Skip to content

Memory Management in Depth — Optimize

1. Measure first, optimize second

The most common mistake in memory optimization is starting with a guess. Before you change a single line:

  1. Capture a baseline benchmark with -benchmem.
  2. Capture an allocation profile (-memprofile mem.out + pprof -alloc_objects).
  3. Capture a gctrace for at least one minute of representative load.
  4. Identify the one allocation site responsible for the majority of bytes or count.

If you can't point at a specific call site and say "this is 40% of allocations", you don't have a target — you have a hunch. Don't optimize on a hunch.

go test -bench=. -benchmem -memprofile=mem.out -count=10 ./...
go tool pprof -alloc_objects mem.out
(pprof) top
(pprof) list YourHotFunc

2. Struct field ordering

Go follows the same alignment rules as C. A struct is laid out in declaration order, with padding to satisfy each field's alignment, plus tail padding to satisfy the struct's own alignment.

type bad struct {
    a bool    // 1 + 7 padding
    b int64   // 8
    c bool    // 1 + 7 padding
}             // total: 24 bytes

type good struct {
    b int64   // 8
    a bool    // 1
    c bool    // 1 + 6 padding
}             // total: 16 bytes

For one struct nobody cares; for millions of records the savings are real.

Detection:

go install honnef.co/go/tools/cmd/structlayout@latest
go install honnef.co/go/tools/cmd/structlayout-pretty@latest
structlayout ./... MyType | structlayout-pretty

Or, for whole-package guidance:

go install honnef.co/go/tools/cmd/fieldalignment@latest
fieldalignment ./...

Order by alignment descending (int64, *T, int32, int16, bool) — that's a safe default that rarely beats hand layout but never loses.


3. Slices: capacity is half the API

// Grows 6 times reaching cap 8192
s := make([]int, 0)
for i := 0; i < 5000; i++ {
    s = append(s, i)
}

// One allocation, zero copies
s := make([]int, 0, 5000)
for i := 0; i < 5000; i++ {
    s = append(s, i)
}

The first form allocates ~14× the final size in total over its growth sequence (1, 2, 4, 8, …, 8192) and copies repeatedly. Wherever you can predict the final length, pre-size.

For maps:

m := make(map[string]int, 5000)  // hint, not a hard cap

The hint avoids rehashing as the map grows.


4. Avoid interface{} boxing in hot loops

// Allocates per call — values box into iface{}
func sum(xs []any) (s int64) {
    for _, x := range xs {
        s += x.(int64)

[Source data]

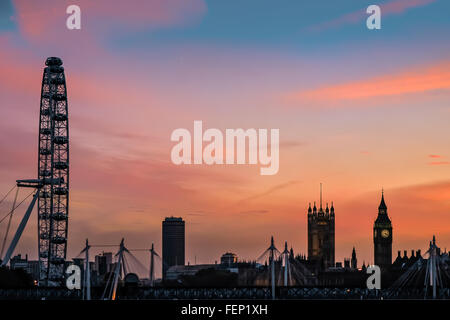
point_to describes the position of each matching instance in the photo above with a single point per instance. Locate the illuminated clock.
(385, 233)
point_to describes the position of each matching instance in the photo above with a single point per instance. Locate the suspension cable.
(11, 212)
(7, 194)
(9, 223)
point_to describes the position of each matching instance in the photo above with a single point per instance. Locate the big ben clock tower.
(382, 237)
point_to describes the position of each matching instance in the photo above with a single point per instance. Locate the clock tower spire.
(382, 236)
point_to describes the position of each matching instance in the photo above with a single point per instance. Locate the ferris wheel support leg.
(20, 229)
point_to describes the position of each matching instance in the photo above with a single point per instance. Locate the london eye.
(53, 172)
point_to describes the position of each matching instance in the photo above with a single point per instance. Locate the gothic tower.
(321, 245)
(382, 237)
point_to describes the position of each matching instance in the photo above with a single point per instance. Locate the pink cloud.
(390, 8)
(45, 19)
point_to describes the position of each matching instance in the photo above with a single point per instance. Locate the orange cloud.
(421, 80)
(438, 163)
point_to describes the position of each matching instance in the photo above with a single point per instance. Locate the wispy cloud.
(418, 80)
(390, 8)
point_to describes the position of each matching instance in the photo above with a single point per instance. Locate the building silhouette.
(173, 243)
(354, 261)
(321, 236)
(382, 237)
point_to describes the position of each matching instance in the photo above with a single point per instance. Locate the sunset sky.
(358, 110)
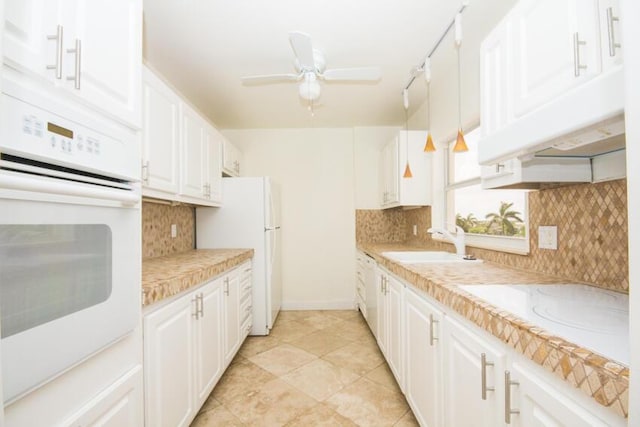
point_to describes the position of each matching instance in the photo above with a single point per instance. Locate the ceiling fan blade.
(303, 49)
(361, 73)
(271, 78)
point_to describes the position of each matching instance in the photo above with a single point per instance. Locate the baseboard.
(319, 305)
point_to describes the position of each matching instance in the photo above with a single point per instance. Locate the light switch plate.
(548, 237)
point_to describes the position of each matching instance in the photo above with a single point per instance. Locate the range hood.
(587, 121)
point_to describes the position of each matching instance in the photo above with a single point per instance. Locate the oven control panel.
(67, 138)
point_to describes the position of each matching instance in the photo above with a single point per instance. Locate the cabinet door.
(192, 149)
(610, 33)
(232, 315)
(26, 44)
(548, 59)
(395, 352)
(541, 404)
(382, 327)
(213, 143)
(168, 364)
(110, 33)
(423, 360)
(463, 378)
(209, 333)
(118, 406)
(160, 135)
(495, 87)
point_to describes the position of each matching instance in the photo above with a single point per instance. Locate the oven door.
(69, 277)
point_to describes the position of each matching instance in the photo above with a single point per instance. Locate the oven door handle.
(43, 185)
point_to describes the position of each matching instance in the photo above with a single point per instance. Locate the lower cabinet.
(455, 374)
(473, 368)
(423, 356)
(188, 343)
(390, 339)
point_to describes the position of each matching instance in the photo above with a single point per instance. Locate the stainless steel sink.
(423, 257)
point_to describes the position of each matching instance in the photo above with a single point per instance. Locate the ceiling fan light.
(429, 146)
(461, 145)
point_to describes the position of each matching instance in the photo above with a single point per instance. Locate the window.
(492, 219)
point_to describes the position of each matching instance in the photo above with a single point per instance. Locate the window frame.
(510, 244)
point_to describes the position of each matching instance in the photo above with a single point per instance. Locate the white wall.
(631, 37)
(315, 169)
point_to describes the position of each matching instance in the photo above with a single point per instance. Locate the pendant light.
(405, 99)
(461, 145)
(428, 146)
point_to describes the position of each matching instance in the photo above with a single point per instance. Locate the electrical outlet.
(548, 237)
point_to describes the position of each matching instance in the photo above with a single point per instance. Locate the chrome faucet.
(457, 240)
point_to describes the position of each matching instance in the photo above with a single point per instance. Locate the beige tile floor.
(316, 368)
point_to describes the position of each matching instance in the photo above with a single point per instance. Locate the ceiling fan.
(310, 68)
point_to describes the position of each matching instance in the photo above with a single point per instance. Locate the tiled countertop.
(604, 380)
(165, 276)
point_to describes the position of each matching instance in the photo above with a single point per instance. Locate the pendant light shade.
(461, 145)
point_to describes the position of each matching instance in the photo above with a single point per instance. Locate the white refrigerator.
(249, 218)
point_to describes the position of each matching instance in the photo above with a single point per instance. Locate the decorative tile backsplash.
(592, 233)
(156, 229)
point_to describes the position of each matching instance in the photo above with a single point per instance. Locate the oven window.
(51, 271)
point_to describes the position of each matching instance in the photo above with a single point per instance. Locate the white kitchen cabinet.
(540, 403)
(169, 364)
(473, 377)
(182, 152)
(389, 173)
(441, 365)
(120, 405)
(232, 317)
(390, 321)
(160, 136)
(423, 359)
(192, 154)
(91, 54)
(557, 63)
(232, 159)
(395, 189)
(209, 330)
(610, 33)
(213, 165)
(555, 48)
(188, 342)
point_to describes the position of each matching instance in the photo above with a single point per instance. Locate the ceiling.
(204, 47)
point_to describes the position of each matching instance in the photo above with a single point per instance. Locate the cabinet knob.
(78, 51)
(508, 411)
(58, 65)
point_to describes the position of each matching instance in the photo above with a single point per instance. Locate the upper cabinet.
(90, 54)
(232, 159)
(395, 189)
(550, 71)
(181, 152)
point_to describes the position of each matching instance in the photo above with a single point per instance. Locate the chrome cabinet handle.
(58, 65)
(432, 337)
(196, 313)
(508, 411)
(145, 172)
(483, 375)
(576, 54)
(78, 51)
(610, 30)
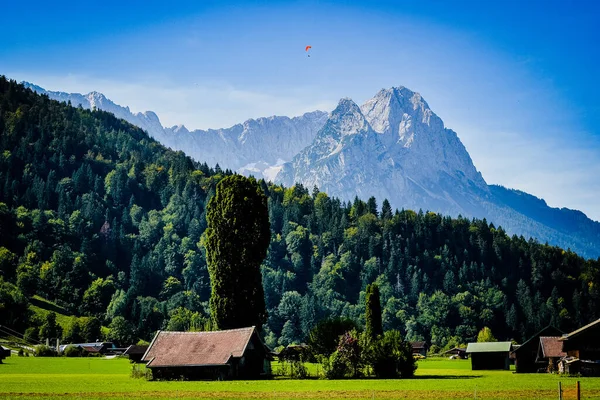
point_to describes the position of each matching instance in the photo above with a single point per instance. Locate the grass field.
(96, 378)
...
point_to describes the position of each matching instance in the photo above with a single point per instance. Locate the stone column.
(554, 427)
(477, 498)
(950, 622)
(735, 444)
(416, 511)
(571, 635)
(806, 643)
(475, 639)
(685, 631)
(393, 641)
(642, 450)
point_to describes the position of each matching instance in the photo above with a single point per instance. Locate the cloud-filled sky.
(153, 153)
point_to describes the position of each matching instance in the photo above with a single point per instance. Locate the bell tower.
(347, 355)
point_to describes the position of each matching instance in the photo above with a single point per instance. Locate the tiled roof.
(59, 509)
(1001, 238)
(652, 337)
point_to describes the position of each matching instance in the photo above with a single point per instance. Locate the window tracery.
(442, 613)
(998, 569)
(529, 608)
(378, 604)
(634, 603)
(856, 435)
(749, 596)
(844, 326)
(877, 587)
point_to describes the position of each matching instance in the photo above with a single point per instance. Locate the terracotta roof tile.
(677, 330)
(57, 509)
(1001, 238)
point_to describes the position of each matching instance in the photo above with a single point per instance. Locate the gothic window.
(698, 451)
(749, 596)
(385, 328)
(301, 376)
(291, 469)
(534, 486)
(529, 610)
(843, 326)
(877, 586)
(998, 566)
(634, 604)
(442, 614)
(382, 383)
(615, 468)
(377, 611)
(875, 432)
* * *
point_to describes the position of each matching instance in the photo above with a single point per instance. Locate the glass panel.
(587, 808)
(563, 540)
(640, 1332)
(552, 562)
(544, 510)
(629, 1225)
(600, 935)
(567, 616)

What you have to do: In the memory management page, why does the struct named good take 16 bytes when the struct named bad takes 24? Answer in one to three sentences.

Reply to the task: Go lays out a struct in declaration order and adds padding to satisfy each field's alignment. In bad, each bool is followed by 7 bytes of padding, one before the int64 and one at the end. In good, the int64 comes first and the two bools sit together, so only 6 bytes of padding are needed.